§ **Document segment**:
↓
October 2018 – Voting Rights . . . And Wrongs

by Justice William W. Bedsworth

Goethe famously said, “To rule is easy, to govern difficult.” To which I say—in the interest of maintaining the high level of the discussion, “Boy, howdy.”

Ruling is easy. The vocabulary is third-grade level: “Make it so.” “Call up the guard.” “Off with his head.” Easy-peasy.

Governing . . . that’s much harder—even though the vocabulary is similar. Oh, there’s lots of fancy words in Roberts Rules of Order and EPA reports and such, but that’s all dross. We live in a post-fact, post-history era.

And in this era, what makes governing harder is that one specific word, that part of the vocabulary which we are now approaching: elections.

You don’t get to govern if you don’t get elected. And that whole election thing is as hard to control as a hog on ice.

The volumes of the annotated Elections Code in my chambers extend a full foot along the shelf. Imagine trying to read all the Harry Potter books in Greek, and you’ve got the California Elections Code.1

And that isn’t even the tip of the iceberg. That’s a slushy in Antarctica. That’s a popsicle in a comet.

Every state has election codes. And every state has uncodified rules and regulations governing elections. And every state has highly educated, highly compensated people trained to find ways around those codes, rules, and regulations.2

Not to mention the federal government.3 Even with a Congress that refuses to vote on anything more complicated than today’s lunch venue, we’ve got enough federal election law to wipe out the rain forests of Brazil if we ever decide to re-print it. There wouldn’t be a tree left in America if we hadn’t been able to store all this stuff in the Intertubes.4

But recent events have established that for all our legislating and regulating and investigating and cogitating, elections are not yet an exact science. Dipsticks that we are, we humans can screw up anything.5

My favorite story in this regard6 involves the Great State of Wisconsin.7 In 1985, a Wisconsin state senator decided the state’s license plate motto—America’s Dairyland—was “ugly and boring.” So Wisconsin decided to poll its residents about what they wanted on the plates.8

Unfortunately, Wisconsin’s governor, Anthony S. Earl, apparently inspired by New Hampshire’s stirring “Live Free or Die” plates and cognizant of Wisconsin’s “America’s Dairyland” status, suggested in a moment of weakness that “Eat Cheese or Die” might be a good slogan.
↑
§ **Dataset extract**:
↓
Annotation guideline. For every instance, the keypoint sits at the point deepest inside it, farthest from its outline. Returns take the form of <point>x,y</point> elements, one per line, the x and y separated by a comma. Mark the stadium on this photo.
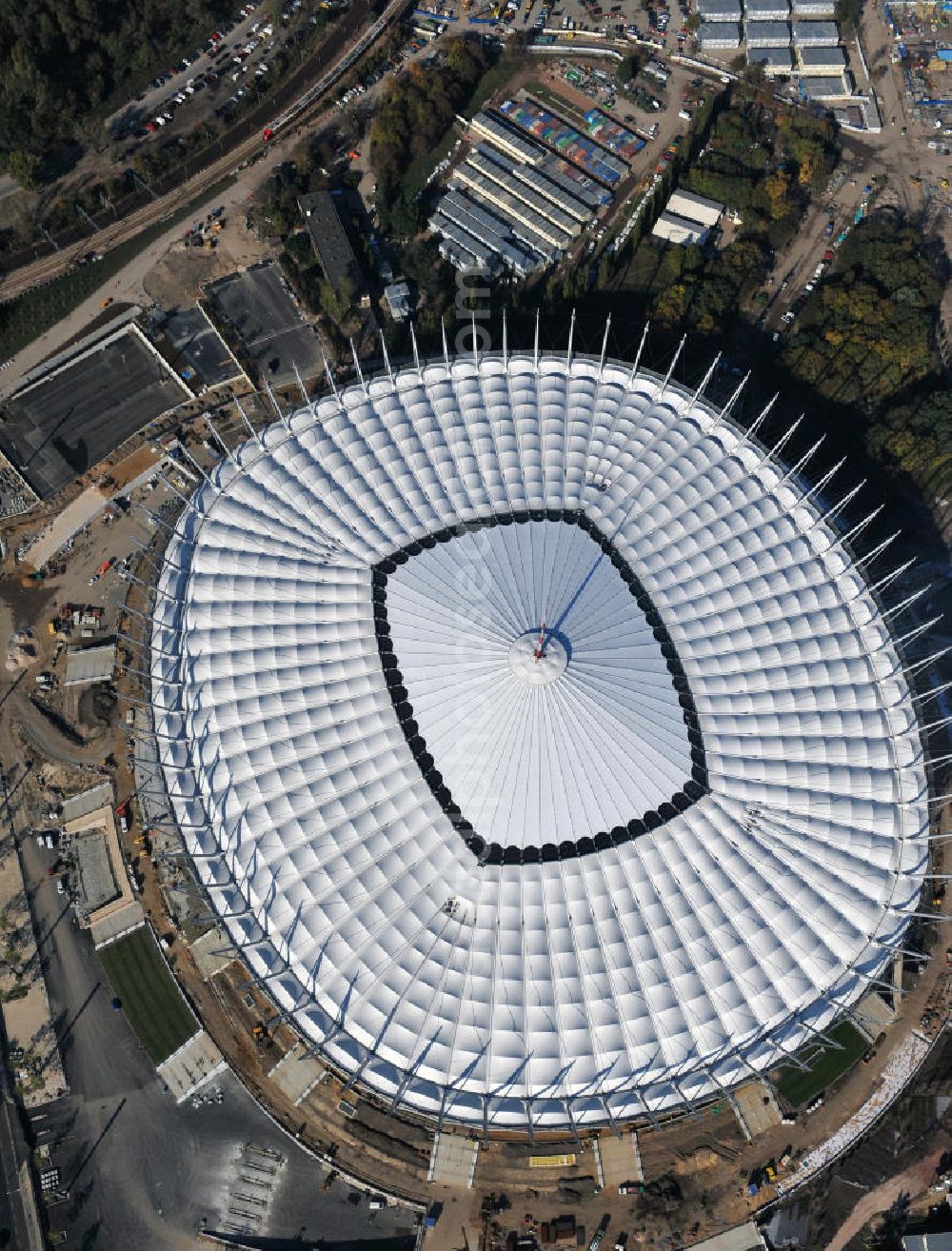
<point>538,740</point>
↑
↓
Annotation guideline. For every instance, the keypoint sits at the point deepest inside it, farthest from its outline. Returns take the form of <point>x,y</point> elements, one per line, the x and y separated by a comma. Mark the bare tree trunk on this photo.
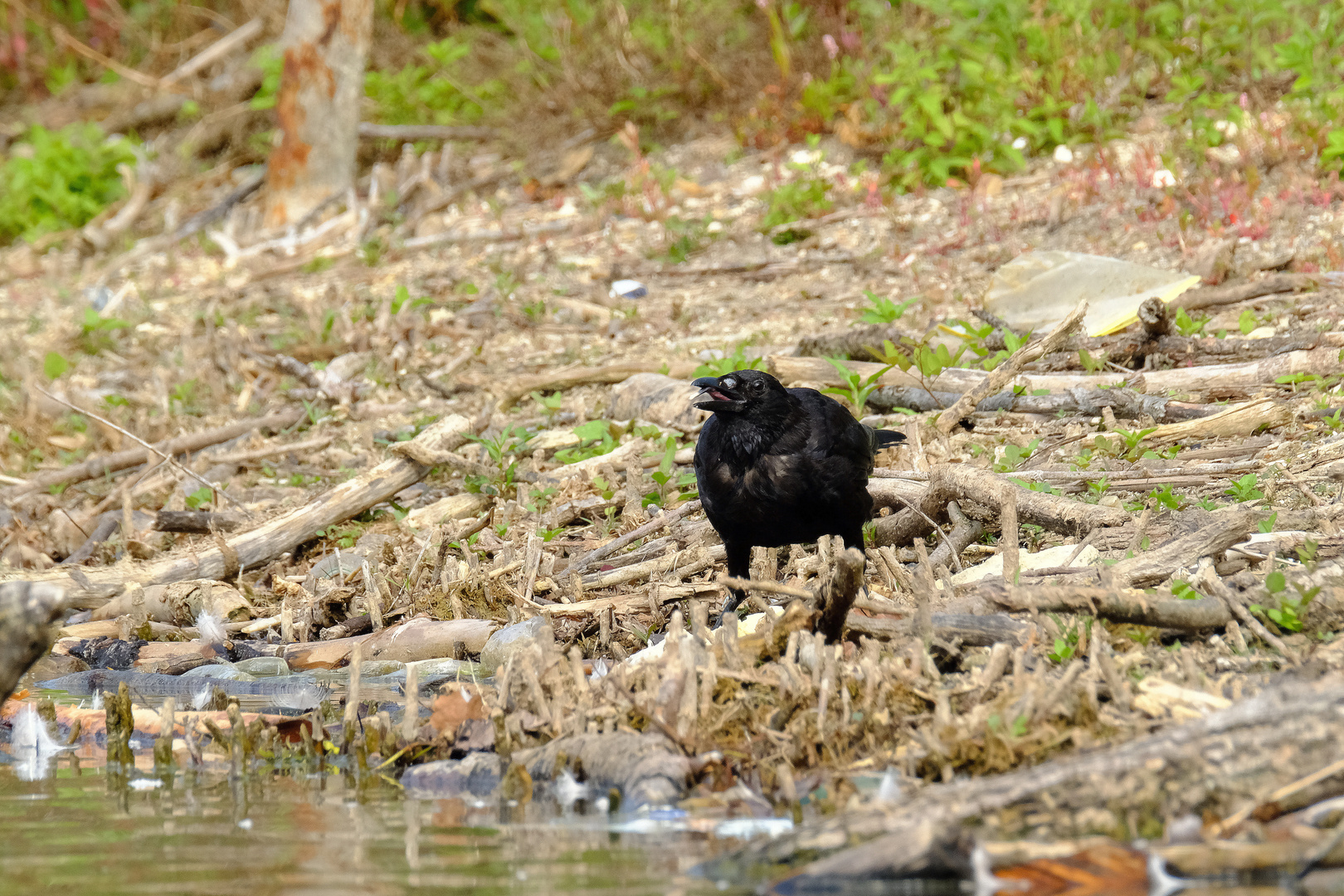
↑
§ **Goal**:
Write the next part of the column on elections and voting rights, starting right after its last sentence about the "Eat Cheese or Die" slogan.

§ **Response for this exercise**:
Well, good or bad, the governor’s tongue-in-cheek suggestion swamped the ballot box. When they called the whole thing off, they had received 46,000 responses in a week, and “Eat Cheese or Die” was on its way to a landslide victory.

In fairness to Badgers everywhere, the competition was not all that strong. “We Like it Here” was singularly uninspiring, and “America’s Northern Escape” sounded like an underground railway stop for Americans fleeing to Canada.

So they stuck with “America’s Dairyland.”

Clearly, asking people to vote on something is risky business. Voters are harder to herd than cats. While voters generally share cats’ contrarian nature9 and reluctance to read,10 they are also possessed of an innate resistance to authority.

My personal opinion is that this is the natural result of a “civilization” that has endorsed feudalism, slavery, income inequality, mimes, and Mounds bars for most of its existence. You can’t burn people at the stake, put them on the rack, let them eat cake, and deny them basic human rights, and then be surprised when they resist authority.

So any time you put something to a vote—a necessary concomitant of governing, but not a part of ruling—you are taking a chance on a bad result. Goethe was right.

Witness the problem our British cousins—who also chose government over rule—have been having with boat naming. The UK made the Wisconsin mistake in 2016. They announced a poll to name a new government scientific research vessel.

I would chide them for not learning from history, but who in hell reads Wisconsin history? Americans are lucky if we can get within three centuries of the correct dates of the Hundred Years War, why should Brits be alert to the “Eat Cheese or Die” mistake?

Anyway, the runaway winner of the poll, with a third of the vote, was Boaty McBoatface. In the immortal words of the great political philosopher Billy Joel, “Don’t wait for answers, just take your chances, don’t ask me why.”

The Brits, doubtless concerned about their ability to phrase press releases announcing important scientific discoveries made by scientists aboard Boaty McBoatface, instead named the boat the RRS Sir David Attenborough after a famous British naturalist knighted in 1974.

They named the two-person submersible kept on the RRS Attenborough “Boaty McBoatface.” “The will of the people” and all that.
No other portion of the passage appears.